| Directive 1 |
Answer these questions about the mailing-list post below, labeling your answers (a), (b), and (c):
(a) On what date and at what time did don arnold send the post?
(b) What address appears on the Cc line of the original message?
(c) In making what does the quoted writer think the answer lies?
[Begin Page]
[Tutor] Re: prepend variable name...
don arnold
darnold02 at sprynet.com
Tue Jan 20 06:54:33 EST 2004
----- Original Message -----
From: "kevin parks" <kp8 at mac.com>
To: "kevin parks" <kp8 at mac.com>
Cc: <tutor at python.org>
Sent: Tuesday, January 20, 2004 1:01 AM
Subject: [Tutor] Re: prepend variable name...
> I should add that, i think the answer lies in making a dictionary (with
> zip?), but what i am not sure of is how to then traverse a dictionary
> in order...
[End Page]
| Directive 2 |
Locate each line in the records below that contains the string "white", and copy every such line.
[Begin Entries supplied]
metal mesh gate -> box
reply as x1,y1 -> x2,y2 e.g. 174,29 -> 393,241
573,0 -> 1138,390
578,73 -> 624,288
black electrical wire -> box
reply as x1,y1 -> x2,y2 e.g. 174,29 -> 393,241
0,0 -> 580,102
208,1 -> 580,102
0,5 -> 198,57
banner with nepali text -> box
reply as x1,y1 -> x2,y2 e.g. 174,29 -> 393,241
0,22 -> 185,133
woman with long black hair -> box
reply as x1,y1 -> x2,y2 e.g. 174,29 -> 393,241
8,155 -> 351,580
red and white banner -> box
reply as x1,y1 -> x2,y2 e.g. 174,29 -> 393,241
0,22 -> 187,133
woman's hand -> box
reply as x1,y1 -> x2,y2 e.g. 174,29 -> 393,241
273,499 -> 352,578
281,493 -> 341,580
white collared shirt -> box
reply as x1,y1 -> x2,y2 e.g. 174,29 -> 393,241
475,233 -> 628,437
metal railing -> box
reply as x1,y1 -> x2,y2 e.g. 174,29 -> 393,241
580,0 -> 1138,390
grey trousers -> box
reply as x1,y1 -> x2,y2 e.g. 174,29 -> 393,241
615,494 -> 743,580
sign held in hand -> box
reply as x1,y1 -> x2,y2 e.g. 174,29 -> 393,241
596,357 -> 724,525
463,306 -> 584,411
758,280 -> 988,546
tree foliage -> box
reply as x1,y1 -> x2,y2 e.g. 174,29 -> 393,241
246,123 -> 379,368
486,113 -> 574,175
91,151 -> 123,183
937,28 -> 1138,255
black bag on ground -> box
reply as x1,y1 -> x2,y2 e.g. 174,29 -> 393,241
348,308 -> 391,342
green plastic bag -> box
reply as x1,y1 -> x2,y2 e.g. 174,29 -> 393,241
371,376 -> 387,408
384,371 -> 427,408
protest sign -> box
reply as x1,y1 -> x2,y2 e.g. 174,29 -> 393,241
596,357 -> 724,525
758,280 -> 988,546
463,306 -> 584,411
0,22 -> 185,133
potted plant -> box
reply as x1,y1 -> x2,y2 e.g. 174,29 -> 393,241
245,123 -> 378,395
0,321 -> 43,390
[End Entries supplied]
[Begin Entries supplied]
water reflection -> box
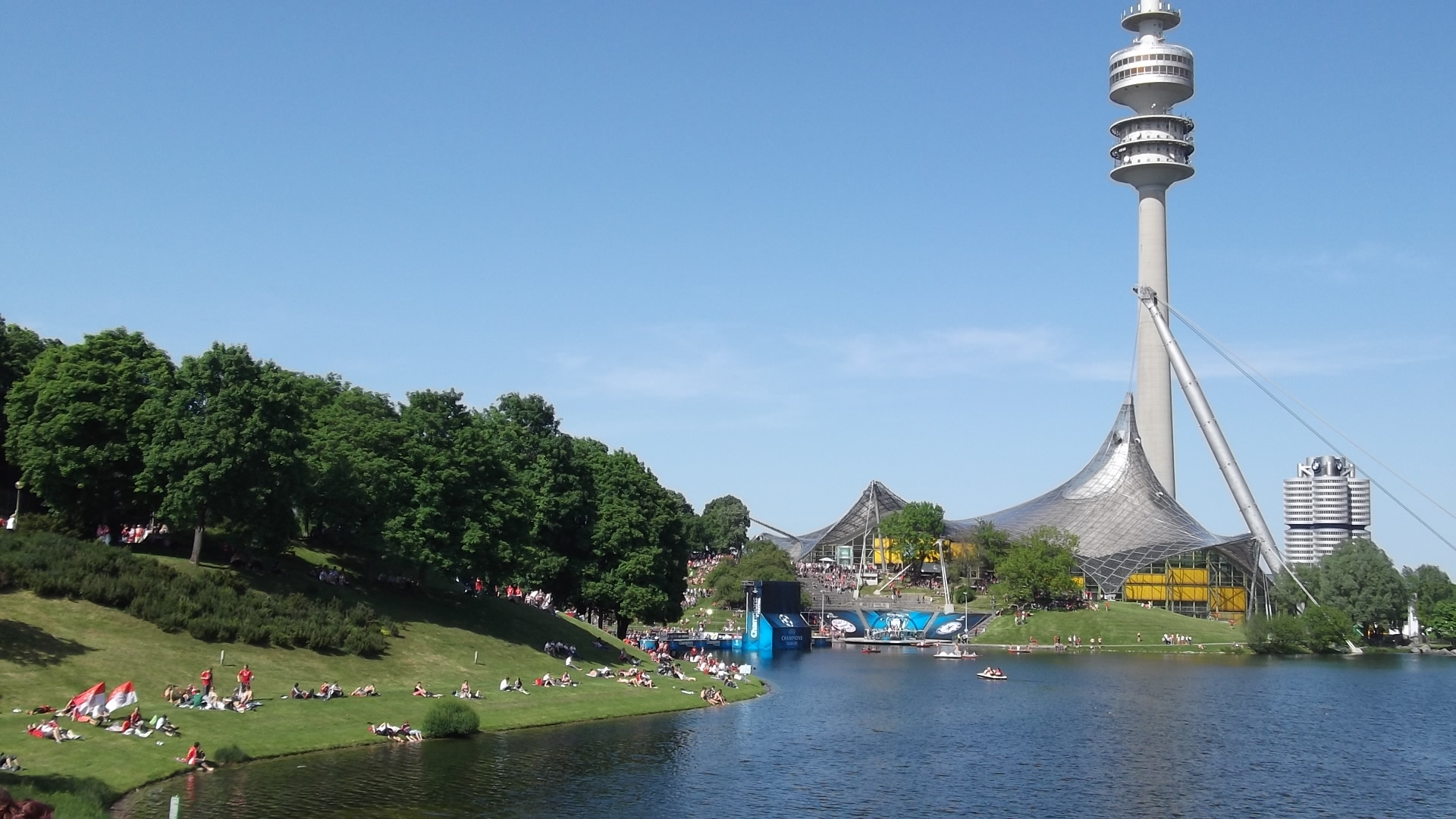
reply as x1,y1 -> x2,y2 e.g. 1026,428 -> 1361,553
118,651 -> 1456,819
[End Entries supplied]
[Begin Entries supplied]
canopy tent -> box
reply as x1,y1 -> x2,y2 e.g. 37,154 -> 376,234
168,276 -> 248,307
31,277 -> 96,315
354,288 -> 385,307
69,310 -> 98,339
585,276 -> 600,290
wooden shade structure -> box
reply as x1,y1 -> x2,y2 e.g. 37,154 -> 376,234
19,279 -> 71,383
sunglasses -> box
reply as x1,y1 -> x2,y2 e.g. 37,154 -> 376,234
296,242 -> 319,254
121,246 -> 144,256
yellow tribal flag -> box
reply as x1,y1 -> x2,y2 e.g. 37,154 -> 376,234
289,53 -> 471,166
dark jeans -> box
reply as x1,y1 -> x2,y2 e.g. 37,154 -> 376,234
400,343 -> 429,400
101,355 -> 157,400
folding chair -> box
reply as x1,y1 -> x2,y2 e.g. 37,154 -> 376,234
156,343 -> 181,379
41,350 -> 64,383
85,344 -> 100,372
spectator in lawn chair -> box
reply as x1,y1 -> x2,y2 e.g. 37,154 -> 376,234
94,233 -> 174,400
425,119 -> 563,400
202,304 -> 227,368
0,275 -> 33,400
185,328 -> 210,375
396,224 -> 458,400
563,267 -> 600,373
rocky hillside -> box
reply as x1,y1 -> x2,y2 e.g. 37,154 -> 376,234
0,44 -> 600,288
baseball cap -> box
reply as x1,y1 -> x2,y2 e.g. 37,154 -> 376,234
[End Entries supplied]
| Right answer 1 |
(a) Tue Jan 20 06:54:33 EST 2004
(b) tutor at python.org
(c) A dictionary (with zip?)

| Right answer 2 |
red and white banner -> box
white collared shirt -> box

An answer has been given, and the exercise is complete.